TASK TO COMPLETE —
Reproduce the data below word for word, starting at the line with "Examine the image above and box every red" and ending at the line with "[293,134,333,167]", including both of those lines.

ITEMS —
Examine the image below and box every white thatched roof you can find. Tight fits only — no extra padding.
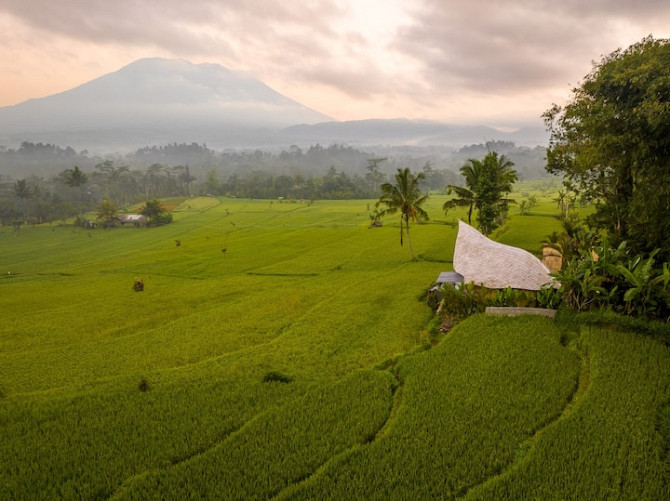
[454,221,552,290]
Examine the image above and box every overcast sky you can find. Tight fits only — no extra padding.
[0,0,670,128]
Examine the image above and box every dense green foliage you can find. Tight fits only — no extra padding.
[545,37,670,261]
[0,192,670,499]
[376,168,428,259]
[442,151,517,235]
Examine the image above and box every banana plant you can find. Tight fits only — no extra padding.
[615,249,670,316]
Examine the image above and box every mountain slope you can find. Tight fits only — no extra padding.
[0,58,332,147]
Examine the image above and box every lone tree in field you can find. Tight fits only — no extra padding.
[442,151,517,235]
[375,168,428,261]
[544,37,670,261]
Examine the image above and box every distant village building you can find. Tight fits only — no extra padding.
[118,214,147,226]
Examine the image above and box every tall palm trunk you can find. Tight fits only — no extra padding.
[400,215,416,261]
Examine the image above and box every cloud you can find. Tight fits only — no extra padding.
[0,0,670,125]
[394,0,670,95]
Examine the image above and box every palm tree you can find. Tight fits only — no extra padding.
[442,158,483,224]
[442,151,517,233]
[375,168,428,261]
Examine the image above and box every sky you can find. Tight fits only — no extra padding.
[0,0,670,130]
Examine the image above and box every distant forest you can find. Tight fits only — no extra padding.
[0,141,547,224]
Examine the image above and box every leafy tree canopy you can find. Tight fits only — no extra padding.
[544,37,670,260]
[376,168,428,260]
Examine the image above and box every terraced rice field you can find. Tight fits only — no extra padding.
[0,197,670,499]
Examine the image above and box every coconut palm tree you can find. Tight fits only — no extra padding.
[375,168,428,261]
[442,158,483,224]
[442,151,517,233]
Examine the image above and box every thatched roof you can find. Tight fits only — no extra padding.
[454,221,552,290]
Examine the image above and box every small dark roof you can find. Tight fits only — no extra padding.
[437,271,463,284]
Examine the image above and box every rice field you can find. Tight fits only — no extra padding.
[0,195,670,499]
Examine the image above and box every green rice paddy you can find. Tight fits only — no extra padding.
[0,195,670,500]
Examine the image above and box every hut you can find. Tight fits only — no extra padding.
[454,221,557,291]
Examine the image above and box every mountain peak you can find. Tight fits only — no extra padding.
[0,57,332,148]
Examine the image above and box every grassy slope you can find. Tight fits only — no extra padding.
[0,193,670,499]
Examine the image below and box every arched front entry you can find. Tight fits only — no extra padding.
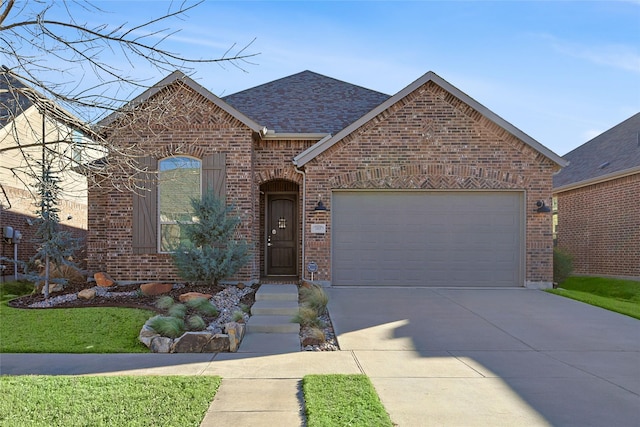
[260,180,300,277]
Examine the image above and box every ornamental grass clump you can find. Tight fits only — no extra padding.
[167,304,187,319]
[147,295,218,338]
[187,314,207,331]
[148,316,186,338]
[187,297,218,317]
[292,305,326,328]
[300,284,329,315]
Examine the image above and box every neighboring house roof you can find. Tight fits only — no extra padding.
[0,73,33,127]
[222,71,389,134]
[553,113,640,190]
[293,71,566,167]
[98,71,265,132]
[0,68,95,136]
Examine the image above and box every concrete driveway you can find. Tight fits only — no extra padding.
[328,287,640,426]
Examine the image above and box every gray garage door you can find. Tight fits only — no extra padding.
[331,191,524,286]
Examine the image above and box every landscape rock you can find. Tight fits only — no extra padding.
[173,332,213,353]
[140,283,173,296]
[138,321,160,348]
[149,336,173,353]
[178,292,212,302]
[202,334,229,353]
[78,289,96,300]
[42,283,64,295]
[93,272,115,288]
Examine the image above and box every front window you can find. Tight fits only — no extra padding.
[158,157,201,252]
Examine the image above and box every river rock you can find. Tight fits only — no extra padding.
[93,272,115,288]
[78,289,96,300]
[178,292,212,302]
[173,332,213,353]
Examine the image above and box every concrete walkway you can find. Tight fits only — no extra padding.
[0,288,640,427]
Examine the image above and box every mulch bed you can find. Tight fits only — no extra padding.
[9,282,255,312]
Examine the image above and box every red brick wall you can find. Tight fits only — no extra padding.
[89,79,557,283]
[88,84,258,281]
[556,173,640,277]
[305,82,557,285]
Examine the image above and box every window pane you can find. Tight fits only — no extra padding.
[159,157,201,252]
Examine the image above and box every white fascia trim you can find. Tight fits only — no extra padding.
[261,131,331,141]
[294,71,568,167]
[553,166,640,194]
[293,134,333,167]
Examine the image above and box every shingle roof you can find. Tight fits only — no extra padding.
[0,73,33,127]
[222,71,389,134]
[553,113,640,188]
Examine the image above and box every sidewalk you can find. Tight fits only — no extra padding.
[0,351,362,427]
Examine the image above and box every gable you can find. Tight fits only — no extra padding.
[294,72,566,167]
[223,71,389,134]
[98,71,264,132]
[553,113,640,188]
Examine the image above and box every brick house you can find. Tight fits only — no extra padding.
[88,71,565,287]
[553,113,640,280]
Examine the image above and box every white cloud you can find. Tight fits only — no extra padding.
[545,35,640,73]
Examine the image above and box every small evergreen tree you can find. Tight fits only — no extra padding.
[27,161,80,298]
[172,193,249,285]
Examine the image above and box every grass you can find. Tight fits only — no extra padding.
[0,376,220,427]
[0,282,153,353]
[302,375,393,427]
[547,276,640,319]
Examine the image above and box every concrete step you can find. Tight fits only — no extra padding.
[251,300,298,316]
[247,314,300,334]
[238,331,300,354]
[256,285,298,301]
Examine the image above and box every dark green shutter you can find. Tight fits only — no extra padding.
[132,157,158,254]
[202,153,227,200]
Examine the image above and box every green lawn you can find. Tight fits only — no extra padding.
[548,276,640,319]
[0,376,220,427]
[0,283,153,353]
[302,375,393,427]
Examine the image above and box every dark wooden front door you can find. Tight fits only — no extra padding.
[266,194,298,276]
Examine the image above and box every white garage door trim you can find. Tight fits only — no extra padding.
[331,190,526,287]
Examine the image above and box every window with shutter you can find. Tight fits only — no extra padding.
[158,156,202,252]
[132,157,158,254]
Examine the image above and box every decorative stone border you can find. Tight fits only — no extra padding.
[138,317,246,353]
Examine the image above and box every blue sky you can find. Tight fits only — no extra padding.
[79,0,640,155]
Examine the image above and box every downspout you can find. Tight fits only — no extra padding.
[293,163,307,280]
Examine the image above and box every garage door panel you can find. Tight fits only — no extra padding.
[332,191,524,286]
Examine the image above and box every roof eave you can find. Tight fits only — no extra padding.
[294,71,568,167]
[553,166,640,194]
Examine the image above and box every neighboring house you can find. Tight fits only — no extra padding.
[553,113,640,279]
[88,71,565,287]
[0,72,95,275]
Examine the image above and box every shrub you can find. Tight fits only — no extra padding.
[300,285,329,315]
[553,248,573,283]
[148,316,185,338]
[304,327,326,341]
[292,306,325,328]
[187,297,218,317]
[156,295,175,310]
[167,304,187,319]
[172,193,249,285]
[0,280,36,301]
[231,310,244,323]
[187,314,207,331]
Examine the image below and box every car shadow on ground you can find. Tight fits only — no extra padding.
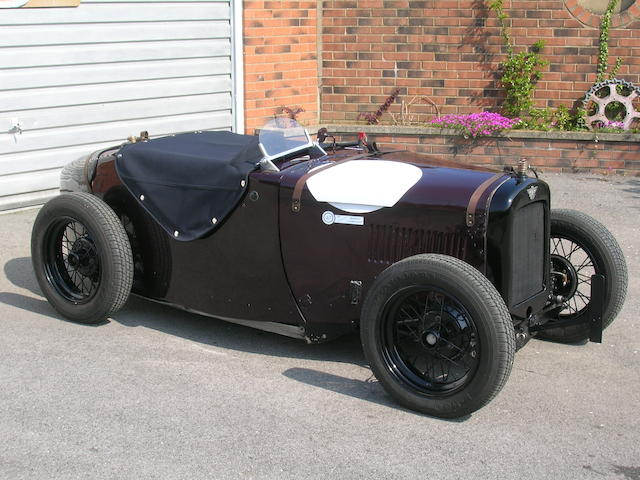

FINAL RESULT —
Examine the image above and box every red brick wall you can find. Tight fits only — no extra padding.
[89,79,557,283]
[88,84,258,281]
[556,173,640,277]
[305,82,557,285]
Examine the image above and box every window pane you can find. Tight fits only — no extra padding.
[159,157,201,252]
Examine the image above and box every white fascia trim you can find. Tight fits only — no extra padding.
[261,131,331,141]
[294,71,568,167]
[553,166,640,194]
[293,134,333,167]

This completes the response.